*What to produce*. In this exercise, every entry is to be transcribed exactly as written.

*Exercise material*.
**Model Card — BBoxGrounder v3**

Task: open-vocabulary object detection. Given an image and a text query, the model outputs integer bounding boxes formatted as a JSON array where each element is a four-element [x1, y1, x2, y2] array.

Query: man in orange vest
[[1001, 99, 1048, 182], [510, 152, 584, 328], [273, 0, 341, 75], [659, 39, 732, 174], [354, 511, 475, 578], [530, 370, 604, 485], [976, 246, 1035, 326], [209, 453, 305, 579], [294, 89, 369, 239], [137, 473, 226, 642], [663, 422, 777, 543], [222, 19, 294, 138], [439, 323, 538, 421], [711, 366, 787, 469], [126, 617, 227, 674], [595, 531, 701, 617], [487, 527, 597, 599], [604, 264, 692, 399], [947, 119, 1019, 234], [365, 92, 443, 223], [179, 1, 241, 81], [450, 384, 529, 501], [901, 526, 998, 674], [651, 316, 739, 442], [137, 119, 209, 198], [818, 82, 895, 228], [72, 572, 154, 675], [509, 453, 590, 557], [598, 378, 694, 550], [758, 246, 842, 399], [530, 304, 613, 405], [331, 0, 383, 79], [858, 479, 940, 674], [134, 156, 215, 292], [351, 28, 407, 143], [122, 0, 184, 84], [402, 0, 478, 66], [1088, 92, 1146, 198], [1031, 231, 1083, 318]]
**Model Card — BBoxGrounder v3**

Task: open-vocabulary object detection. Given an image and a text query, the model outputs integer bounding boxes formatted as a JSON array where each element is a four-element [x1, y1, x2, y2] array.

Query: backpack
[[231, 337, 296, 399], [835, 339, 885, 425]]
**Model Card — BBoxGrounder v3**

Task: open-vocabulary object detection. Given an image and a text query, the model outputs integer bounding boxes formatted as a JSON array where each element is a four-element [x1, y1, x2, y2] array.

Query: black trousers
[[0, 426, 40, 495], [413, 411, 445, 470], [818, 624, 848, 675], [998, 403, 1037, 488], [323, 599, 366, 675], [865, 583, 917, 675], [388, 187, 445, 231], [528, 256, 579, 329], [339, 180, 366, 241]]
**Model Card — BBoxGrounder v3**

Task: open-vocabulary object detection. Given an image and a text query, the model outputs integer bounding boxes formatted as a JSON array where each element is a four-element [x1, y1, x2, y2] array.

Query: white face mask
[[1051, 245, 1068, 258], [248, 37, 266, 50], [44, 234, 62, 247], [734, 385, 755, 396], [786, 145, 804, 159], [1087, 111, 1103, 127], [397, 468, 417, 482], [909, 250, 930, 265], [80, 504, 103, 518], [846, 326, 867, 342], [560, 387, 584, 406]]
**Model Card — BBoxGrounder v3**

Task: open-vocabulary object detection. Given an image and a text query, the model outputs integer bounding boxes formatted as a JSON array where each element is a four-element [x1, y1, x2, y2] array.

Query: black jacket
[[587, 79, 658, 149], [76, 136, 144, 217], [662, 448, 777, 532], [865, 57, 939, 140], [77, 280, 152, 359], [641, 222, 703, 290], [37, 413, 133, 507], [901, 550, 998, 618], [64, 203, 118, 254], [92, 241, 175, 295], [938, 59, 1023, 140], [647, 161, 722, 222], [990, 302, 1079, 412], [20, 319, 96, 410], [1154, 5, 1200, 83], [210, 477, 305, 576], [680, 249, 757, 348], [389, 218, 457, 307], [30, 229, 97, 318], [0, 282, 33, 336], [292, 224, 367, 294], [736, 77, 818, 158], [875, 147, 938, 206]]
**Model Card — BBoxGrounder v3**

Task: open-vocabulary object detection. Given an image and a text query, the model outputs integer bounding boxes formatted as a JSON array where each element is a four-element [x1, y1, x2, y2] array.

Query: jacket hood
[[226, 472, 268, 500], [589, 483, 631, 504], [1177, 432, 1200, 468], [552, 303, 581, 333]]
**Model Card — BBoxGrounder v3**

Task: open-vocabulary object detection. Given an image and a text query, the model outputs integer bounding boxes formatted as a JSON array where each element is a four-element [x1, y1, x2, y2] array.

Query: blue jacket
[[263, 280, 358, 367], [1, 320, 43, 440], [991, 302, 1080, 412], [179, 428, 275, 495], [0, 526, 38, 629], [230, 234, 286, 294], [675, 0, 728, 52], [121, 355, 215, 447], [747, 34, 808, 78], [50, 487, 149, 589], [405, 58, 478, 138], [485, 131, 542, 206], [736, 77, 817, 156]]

*Exercise output*.
**Model Card — BBoxGrounder v3**

Task: open-vocabulary object detection. Given an image and a text query, the model outputs integer bounding boxes formatted as a JSON array where each element is a four-element [x1, y1, x2, y2] array.

Query: man in orange vest
[[1001, 99, 1048, 182], [510, 152, 584, 328], [273, 0, 341, 75], [659, 39, 732, 174], [354, 511, 475, 578], [530, 370, 604, 485], [976, 246, 1035, 326], [209, 453, 305, 579], [294, 89, 369, 239], [137, 473, 226, 642], [663, 422, 777, 543], [222, 19, 294, 138], [439, 323, 538, 421], [711, 366, 787, 469], [126, 617, 227, 674], [595, 531, 701, 617], [487, 527, 597, 599], [604, 264, 692, 399], [947, 119, 1019, 234], [365, 92, 443, 223], [179, 1, 241, 81], [450, 384, 529, 501], [901, 526, 998, 674], [651, 316, 739, 442], [137, 119, 209, 198], [818, 82, 895, 228], [72, 572, 154, 675], [509, 453, 590, 557], [598, 378, 694, 550], [758, 246, 842, 399], [530, 304, 613, 405], [331, 0, 383, 79], [858, 479, 940, 674], [134, 156, 215, 292], [351, 28, 407, 143], [122, 0, 184, 84], [402, 0, 478, 66], [1088, 92, 1146, 198], [1031, 231, 1083, 318]]
**Model Card — BBoxGrounder v3**

Task: open-vocabulary object detection. Given an image and a text query, the model outputs integer bounding boxes formatted as a JSON array where each element is a four-element [x1, y1, x2, y2] array.

Query: backpack
[[231, 337, 296, 399], [835, 339, 885, 425]]
**Model Card — BBoxGrounder v3**

Task: open-vocabulary object detection. Given an image and a text query, the model outputs integer bounding boxes formatted as a JSON array where each element is a four-element [x1, y1, x2, y2] array.

Query: black trousers
[[0, 426, 40, 495], [413, 411, 445, 470], [818, 624, 848, 675], [998, 403, 1037, 488], [323, 599, 366, 675], [865, 583, 917, 675], [388, 187, 445, 231], [528, 256, 579, 329], [339, 180, 366, 241]]
**Model Card — BBoxGrounder v3**

Task: open-vocabulary object detection. Given an image and a text query, the model outputs integer bounding boxes formatted as a JSON array where each element is a four-element [x1, y1, x2, y2] array.

Query: white face mask
[[1051, 245, 1068, 258], [248, 37, 266, 50], [44, 234, 62, 247], [734, 385, 755, 396], [786, 145, 804, 159], [1087, 111, 1103, 127], [397, 468, 417, 482], [909, 250, 930, 265], [80, 504, 103, 518], [846, 326, 867, 342], [560, 387, 584, 406]]
**Model Card — BBoxGrounder v3**

Task: open-vocabulary object detection. Given an image and a text query, the model outputs integer bounding boxes formatted as a JSON array where each element is a four-element [x1, y1, x2, y2] array.

Query: black jacket
[[587, 79, 658, 149], [76, 136, 144, 217], [662, 448, 777, 532], [865, 57, 939, 140], [77, 280, 152, 359], [641, 222, 703, 290], [37, 413, 133, 507], [901, 550, 998, 618], [64, 203, 118, 254], [92, 241, 175, 295], [938, 59, 1023, 140], [647, 161, 722, 222], [990, 302, 1079, 412], [20, 319, 96, 410], [1154, 5, 1200, 83], [210, 477, 305, 576], [680, 249, 757, 348], [389, 218, 457, 307], [30, 229, 97, 318], [0, 282, 33, 336], [292, 224, 367, 294], [736, 77, 818, 158], [875, 147, 938, 206]]
**Model Card — BBoxGrounder v3**

Task: open-vocabulary object detection. Given an image and a text query, the model outputs integer bounding boxes formatted as a JSON array where each element is a four-element [x1, y1, x2, y2] array.

Query: jacket hood
[[226, 472, 268, 500], [589, 483, 631, 504], [1177, 432, 1200, 468], [552, 303, 581, 333]]
**Model Card — BBoxGrounder v3**

Task: open-vocabulary object detection. Given an image and a text query, the model outputs integer bounding boxes formatted as a JSON array where each element is a four-element [x1, y1, x2, y2] array.

Query: blue jacket
[[263, 280, 358, 367], [1, 320, 43, 440], [991, 302, 1080, 412], [179, 428, 275, 495], [0, 526, 38, 629], [230, 234, 286, 294], [675, 0, 728, 52], [121, 355, 215, 447], [747, 34, 808, 78], [50, 487, 149, 589], [405, 58, 478, 138], [485, 131, 542, 206], [736, 77, 817, 156]]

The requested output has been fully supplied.